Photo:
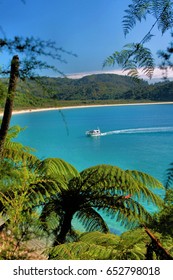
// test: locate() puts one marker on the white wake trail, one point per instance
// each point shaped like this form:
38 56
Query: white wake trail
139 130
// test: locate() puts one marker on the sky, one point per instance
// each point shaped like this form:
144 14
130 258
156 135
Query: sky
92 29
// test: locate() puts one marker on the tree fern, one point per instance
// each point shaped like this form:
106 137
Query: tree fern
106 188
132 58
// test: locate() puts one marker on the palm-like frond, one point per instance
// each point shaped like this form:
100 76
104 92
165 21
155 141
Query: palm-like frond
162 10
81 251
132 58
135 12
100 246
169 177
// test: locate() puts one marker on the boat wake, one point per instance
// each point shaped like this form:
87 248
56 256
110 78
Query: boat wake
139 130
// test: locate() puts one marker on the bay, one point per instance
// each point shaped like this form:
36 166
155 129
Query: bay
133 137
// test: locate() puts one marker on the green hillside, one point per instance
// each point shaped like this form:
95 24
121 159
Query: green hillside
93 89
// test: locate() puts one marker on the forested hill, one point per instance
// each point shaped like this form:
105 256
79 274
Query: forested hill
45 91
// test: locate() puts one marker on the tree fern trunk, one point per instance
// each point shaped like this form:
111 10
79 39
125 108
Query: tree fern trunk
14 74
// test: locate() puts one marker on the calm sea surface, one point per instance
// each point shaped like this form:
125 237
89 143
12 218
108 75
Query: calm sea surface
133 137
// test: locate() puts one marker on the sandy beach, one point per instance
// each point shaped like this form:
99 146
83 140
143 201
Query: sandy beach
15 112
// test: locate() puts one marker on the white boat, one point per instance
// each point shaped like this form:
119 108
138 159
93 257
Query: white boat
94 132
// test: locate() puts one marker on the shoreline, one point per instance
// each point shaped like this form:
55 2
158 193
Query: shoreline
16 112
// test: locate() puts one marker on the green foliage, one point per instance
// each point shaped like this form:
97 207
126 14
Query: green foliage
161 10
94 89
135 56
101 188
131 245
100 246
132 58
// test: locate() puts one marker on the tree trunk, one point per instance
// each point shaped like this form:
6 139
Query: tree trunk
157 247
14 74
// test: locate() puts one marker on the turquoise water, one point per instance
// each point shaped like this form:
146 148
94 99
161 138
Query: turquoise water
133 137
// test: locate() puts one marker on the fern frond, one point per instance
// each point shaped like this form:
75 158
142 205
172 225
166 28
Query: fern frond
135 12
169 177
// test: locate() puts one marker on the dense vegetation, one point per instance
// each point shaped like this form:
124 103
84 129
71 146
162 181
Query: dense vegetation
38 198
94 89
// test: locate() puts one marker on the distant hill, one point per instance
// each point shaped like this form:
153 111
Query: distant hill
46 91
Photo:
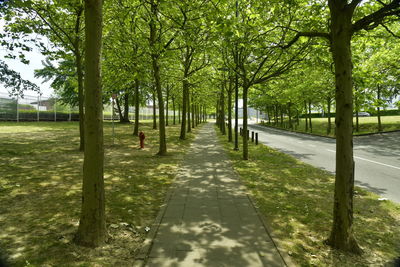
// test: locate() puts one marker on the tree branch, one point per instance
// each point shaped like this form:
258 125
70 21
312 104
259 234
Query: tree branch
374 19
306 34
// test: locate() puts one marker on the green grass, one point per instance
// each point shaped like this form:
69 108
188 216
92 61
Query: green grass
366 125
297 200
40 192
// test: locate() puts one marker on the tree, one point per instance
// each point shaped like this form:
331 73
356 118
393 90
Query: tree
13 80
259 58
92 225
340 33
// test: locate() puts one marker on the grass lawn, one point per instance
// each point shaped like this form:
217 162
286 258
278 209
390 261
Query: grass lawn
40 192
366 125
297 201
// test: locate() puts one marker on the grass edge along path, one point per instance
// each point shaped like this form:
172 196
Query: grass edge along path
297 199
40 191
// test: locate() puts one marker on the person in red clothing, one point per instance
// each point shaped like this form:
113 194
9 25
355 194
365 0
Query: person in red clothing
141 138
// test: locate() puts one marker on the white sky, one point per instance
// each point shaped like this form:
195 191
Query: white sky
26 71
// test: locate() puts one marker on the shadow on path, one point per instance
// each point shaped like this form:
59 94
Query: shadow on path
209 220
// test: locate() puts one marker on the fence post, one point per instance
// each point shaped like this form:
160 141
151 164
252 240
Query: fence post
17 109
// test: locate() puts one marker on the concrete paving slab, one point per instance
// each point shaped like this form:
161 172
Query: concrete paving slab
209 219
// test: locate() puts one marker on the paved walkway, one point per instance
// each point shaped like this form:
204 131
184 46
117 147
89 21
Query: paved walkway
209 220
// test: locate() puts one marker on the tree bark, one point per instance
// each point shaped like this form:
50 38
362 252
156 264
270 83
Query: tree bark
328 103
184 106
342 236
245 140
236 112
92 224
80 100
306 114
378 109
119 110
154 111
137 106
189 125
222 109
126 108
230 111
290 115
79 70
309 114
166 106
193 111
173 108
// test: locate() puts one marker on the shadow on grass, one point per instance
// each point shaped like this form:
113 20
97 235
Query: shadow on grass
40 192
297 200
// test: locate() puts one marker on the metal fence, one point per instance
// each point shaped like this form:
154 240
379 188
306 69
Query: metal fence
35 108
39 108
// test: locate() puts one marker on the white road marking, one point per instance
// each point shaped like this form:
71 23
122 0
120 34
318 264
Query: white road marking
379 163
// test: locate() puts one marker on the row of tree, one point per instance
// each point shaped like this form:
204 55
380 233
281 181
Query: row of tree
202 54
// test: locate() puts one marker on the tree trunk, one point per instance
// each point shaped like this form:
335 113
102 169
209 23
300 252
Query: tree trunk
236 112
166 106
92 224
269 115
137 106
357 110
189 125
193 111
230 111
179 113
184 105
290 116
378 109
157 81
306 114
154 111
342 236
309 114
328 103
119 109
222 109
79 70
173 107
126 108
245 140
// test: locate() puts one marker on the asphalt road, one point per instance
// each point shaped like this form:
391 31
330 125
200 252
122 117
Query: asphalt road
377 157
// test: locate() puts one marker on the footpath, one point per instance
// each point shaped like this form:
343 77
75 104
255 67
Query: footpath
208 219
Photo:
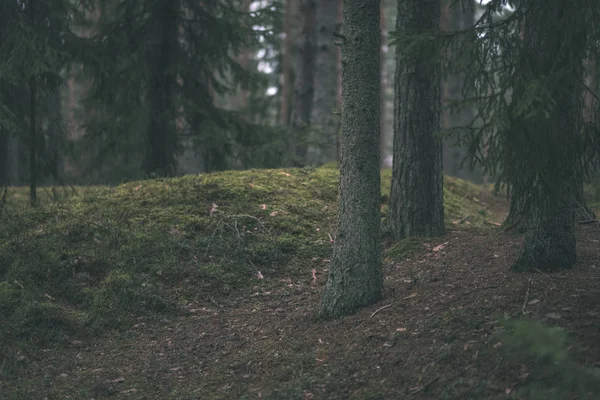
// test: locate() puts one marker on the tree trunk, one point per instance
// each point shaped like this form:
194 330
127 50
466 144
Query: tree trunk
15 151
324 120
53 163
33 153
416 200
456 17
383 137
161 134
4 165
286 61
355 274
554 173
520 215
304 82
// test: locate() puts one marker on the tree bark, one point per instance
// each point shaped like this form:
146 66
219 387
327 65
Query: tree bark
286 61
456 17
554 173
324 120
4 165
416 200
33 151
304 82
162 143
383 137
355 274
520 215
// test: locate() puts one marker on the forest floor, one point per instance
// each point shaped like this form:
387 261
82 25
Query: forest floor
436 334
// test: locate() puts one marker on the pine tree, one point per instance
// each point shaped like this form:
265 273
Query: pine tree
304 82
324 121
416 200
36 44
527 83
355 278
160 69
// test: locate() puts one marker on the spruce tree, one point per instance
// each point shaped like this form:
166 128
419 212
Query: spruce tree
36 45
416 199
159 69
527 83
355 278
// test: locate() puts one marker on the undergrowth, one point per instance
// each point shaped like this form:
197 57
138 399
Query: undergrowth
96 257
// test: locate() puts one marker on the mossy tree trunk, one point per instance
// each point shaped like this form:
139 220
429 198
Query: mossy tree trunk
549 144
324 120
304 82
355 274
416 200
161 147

:: Your assignment ::
Could you write the entries out again exactly, without their pictures?

:: The completed task ::
Photo:
// test: locate() puts one marker on the white wake trail, one point per instance
// each point shaped like this form:
38 56
Query: white wake trail
139 130
// test: locate() puts one marker on the sky, one point per instance
// each point shaped like this form:
144 14
130 258
156 135
Query: sky
92 29
// test: locate() puts one marker on the tree fern, one point per instance
// each point shaped like this form:
106 137
Query: tree fern
106 188
132 58
// test: locate() puts one marker on the palm-like frond, one point per instance
// each point shaped like this form:
100 76
104 92
165 21
155 141
Query: palm-like frond
162 10
81 251
132 58
135 12
100 246
169 177
// test: locate() puts one marker on the boat wake, one point per instance
// each point shaped like this form:
87 248
56 256
110 78
Query: boat wake
139 130
// test: locate() puts one marker on the bay, one point per instance
// each point shaped like this form:
36 166
155 129
Query: bay
133 137
// test: locate() puts one marker on the green hillside, one point per instance
// each point shaped like this form:
95 24
121 159
Query: green hillside
93 89
// test: locate() puts one marker on the forested hill, one point per instance
// each point shaped like this form:
105 256
79 274
Query: forested hill
45 91
// test: locate() puts one marker on the tree fern trunk, one point per instance
// each point shaped like this form:
111 10
79 39
125 108
Query: tree fern trunk
14 74
// test: locate() puts one marker on the calm sea surface, one point per instance
// each point shaped like this form:
125 237
89 143
12 218
108 75
Query: calm sea surface
133 137
// test: locate() puts one marker on the sandy beach, one point per instance
// each point shaped like this form:
99 146
83 140
143 201
Query: sandy beach
15 112
// test: locate() puts one marker on the white boat, one point per instance
// each point shaped like this form:
119 108
138 159
93 257
Query: white boat
94 132
// test: locate() puts one marker on the shoreline, one point per instance
// each point shaped like this form:
55 2
158 193
Query: shoreline
16 112
// test: locate() puts one marker on the green foliage, one point per instance
// each point shaped like this form:
97 207
126 14
Query: green foliage
161 10
94 89
135 56
101 188
131 245
100 246
132 58
// test: locate() puts one marker on the tree trunk, one point per instance
// each point shaped like this form:
6 139
Query: tree trunk
157 247
14 74
// test: locate() puts one marker on the turquoise water, one point per instance
// each point shaped like this form:
146 148
94 99
161 138
Query: turquoise water
133 137
// test: locate() puts one marker on the fern frond, one point per instance
// each point shaped like this form:
75 158
142 205
172 225
166 28
Query: fern frond
135 12
169 177
// test: locate() puts one marker on the dense vegetation, one point per instance
// each point shaped like this form:
124 103
84 129
71 146
162 181
Query: dense vegetation
38 198
94 89
// test: locate() puts one marker on the distant hill, one point per instance
// each point shaped like this form:
153 111
Query: distant hill
46 91
Photo:
// test: locate() puts one marker on the tree branch, one point per instance
// each point shaped like this form:
258 125
70 21
312 104
259 234
Query: tree branch
374 19
306 34
// test: locate() puts one marker on the green grass, one point per instance
// each point shaped like this form:
69 108
188 216
92 61
Query: green grass
366 125
297 200
40 192
// test: locate() puts one marker on the tree, one point per instance
// each point shaped like this form:
331 73
356 118
393 90
Query: tree
13 80
259 58
92 225
340 33
// test: locate() puts one marker on the grass lawn, one point per instance
// each point shaped like this form:
217 162
286 258
278 209
390 261
Query: grass lawn
40 192
366 125
297 201
// test: locate() puts one marker on the grass edge along path, one point per instance
// each point shaped like this form:
172 196
Query: grass edge along path
297 199
40 191
// test: locate() puts one marker on the person in red clothing, one point per instance
// each point shaped like this form:
113 194
9 25
355 194
365 0
Query: person in red clothing
141 138
// test: locate() puts one marker on the white sky, one point per instance
// each point shaped like this form:
195 191
Query: white sky
26 71
// test: locate() puts one marker on the shadow on path, one point per instance
// each point shaped like this form:
59 94
Query: shadow on path
209 220
// test: locate() puts one marker on the fence post, one point per instance
// each point shaped like this form:
160 141
151 164
252 240
Query: fence post
17 109
// test: locate() puts one marker on the concrete paving slab, one point per instance
// each point shaped like this form:
161 172
Query: concrete paving slab
209 219
// test: locate() puts one marker on the paved walkway, one point per instance
// each point shaped like this form:
204 131
184 46
117 147
89 21
Query: paved walkway
209 220
// test: locate() puts one marker on the tree bark, one point per instance
// each point shaped like this form:
50 38
362 252
156 264
270 83
Query: tree bark
328 103
184 106
342 236
245 140
236 112
92 224
80 100
306 114
378 109
119 110
154 111
137 106
189 125
222 109
126 108
230 111
290 115
79 70
309 114
166 106
193 111
173 108
// test: locate() puts one marker on the shadow on grass, one point per instance
// each point shaped like this form:
113 20
97 235
Query: shadow on grass
40 192
297 200
// test: locate() puts one marker on the metal fence, one point per instance
// each point shaped like this form:
154 240
379 188
306 69
Query: metal fence
35 108
39 108
// test: locate() puts one marker on the white road marking, one point per instance
// each point shaped like this form:
71 23
122 0
120 34
318 264
Query: white road marking
379 163
// test: locate() puts one marker on the row of tree, one point per instance
// each point shaped like this form:
204 55
380 233
281 181
Query: row of tree
202 54
// test: locate() puts one marker on the tree trunk, one point per instance
// each point shaped like this form:
335 113
102 169
209 23
300 252
Query: tree trunk
236 112
166 106
92 224
269 115
137 106
357 110
189 125
193 111
230 111
179 113
184 105
290 116
378 109
157 81
306 114
154 111
342 236
309 114
328 103
119 109
222 109
79 70
173 107
126 108
245 140
// test: locate() puts one marker on the asphalt road, one point per instance
// each point shaped like this form:
391 31
330 125
200 252
122 117
Query: asphalt road
377 157
// test: locate() puts one marker on the footpath, one point per instance
// each point shaped like this form:
343 77
75 104
255 67
Query: footpath
208 219
Photo:
// test: locate() puts one marker on the tree trunk, one point per instance
// each point shaped like this form:
194 330
127 50
466 144
Query: tree trunk
15 151
324 120
53 163
33 153
416 200
456 17
383 137
161 134
4 165
286 61
355 274
554 173
520 215
304 82
// test: locate() puts one marker on the tree bark, one point per instance
// each point shaped like this form:
146 66
219 387
327 65
Query: tree bark
286 61
456 17
554 173
324 120
4 165
416 200
33 151
304 82
162 143
383 137
355 274
520 215
// test: locate() puts one marker on the forest floor, one point per instance
// each point shaped like this form:
387 261
82 25
Query: forest floor
436 334
// test: locate() puts one marker on the pine tree, one point per instance
// each point shaped like this form:
265 273
Query: pine tree
304 82
324 121
416 200
36 44
527 83
355 278
160 69
// test: locate() puts one marker on the spruce tree, one point per instance
// each point shaped like this form:
166 128
419 212
Query: spruce tree
36 45
416 199
159 69
527 83
355 278
// test: locate() puts one marker on the undergrowth, one point per instance
// each point shaped like this form:
197 57
138 399
Query: undergrowth
96 257
// test: locate() puts one marker on the mossy tree trunk, one point per instance
// each point shaped like this form:
139 220
429 198
Query: mossy tree trunk
549 144
324 120
304 82
355 274
416 200
161 147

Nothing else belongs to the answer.